#### Exercise brief:
How many lines in the records below contain the string "negative"? Reply with the number alone.

#### Data records:
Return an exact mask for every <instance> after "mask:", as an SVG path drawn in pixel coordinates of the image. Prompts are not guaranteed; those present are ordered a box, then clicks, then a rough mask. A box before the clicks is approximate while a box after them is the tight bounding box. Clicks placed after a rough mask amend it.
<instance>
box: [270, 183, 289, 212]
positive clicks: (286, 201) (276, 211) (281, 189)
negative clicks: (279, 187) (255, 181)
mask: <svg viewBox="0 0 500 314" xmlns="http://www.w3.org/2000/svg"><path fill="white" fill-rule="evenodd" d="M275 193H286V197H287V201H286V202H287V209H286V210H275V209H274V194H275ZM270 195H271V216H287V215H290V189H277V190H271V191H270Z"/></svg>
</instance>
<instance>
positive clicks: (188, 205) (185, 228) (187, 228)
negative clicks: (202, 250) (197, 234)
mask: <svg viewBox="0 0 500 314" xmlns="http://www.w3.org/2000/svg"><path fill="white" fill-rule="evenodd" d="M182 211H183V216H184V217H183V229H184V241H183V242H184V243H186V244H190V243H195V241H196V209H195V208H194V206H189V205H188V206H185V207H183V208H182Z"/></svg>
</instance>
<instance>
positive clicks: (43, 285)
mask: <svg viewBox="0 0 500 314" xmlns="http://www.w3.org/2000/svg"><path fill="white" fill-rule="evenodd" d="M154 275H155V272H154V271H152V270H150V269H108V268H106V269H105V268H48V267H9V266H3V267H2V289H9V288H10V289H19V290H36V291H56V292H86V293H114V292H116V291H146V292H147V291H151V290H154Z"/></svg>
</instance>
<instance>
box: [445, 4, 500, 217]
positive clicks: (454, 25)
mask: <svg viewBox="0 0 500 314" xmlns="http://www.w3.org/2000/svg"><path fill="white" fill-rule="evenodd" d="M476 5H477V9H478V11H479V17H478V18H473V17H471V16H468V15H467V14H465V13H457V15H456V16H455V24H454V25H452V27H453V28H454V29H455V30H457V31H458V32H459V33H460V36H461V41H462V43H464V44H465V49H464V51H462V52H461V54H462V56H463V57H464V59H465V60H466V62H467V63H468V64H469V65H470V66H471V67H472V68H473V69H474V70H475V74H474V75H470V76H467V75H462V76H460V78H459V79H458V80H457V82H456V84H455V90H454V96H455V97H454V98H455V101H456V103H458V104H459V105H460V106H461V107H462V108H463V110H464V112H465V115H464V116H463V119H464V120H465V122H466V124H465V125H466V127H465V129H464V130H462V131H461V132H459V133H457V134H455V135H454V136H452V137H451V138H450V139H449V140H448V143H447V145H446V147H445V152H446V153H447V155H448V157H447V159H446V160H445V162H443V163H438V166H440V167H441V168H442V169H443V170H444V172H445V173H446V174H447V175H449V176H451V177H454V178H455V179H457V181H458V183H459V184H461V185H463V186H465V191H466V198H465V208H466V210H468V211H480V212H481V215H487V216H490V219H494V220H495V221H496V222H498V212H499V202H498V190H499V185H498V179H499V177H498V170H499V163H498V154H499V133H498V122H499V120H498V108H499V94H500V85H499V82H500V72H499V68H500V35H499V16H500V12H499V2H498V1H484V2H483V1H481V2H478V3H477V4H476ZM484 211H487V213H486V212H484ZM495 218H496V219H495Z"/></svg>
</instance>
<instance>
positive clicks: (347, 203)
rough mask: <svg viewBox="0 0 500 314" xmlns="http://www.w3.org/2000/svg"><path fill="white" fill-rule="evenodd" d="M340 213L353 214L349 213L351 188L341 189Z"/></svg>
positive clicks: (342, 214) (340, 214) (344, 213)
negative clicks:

#### Your response:
3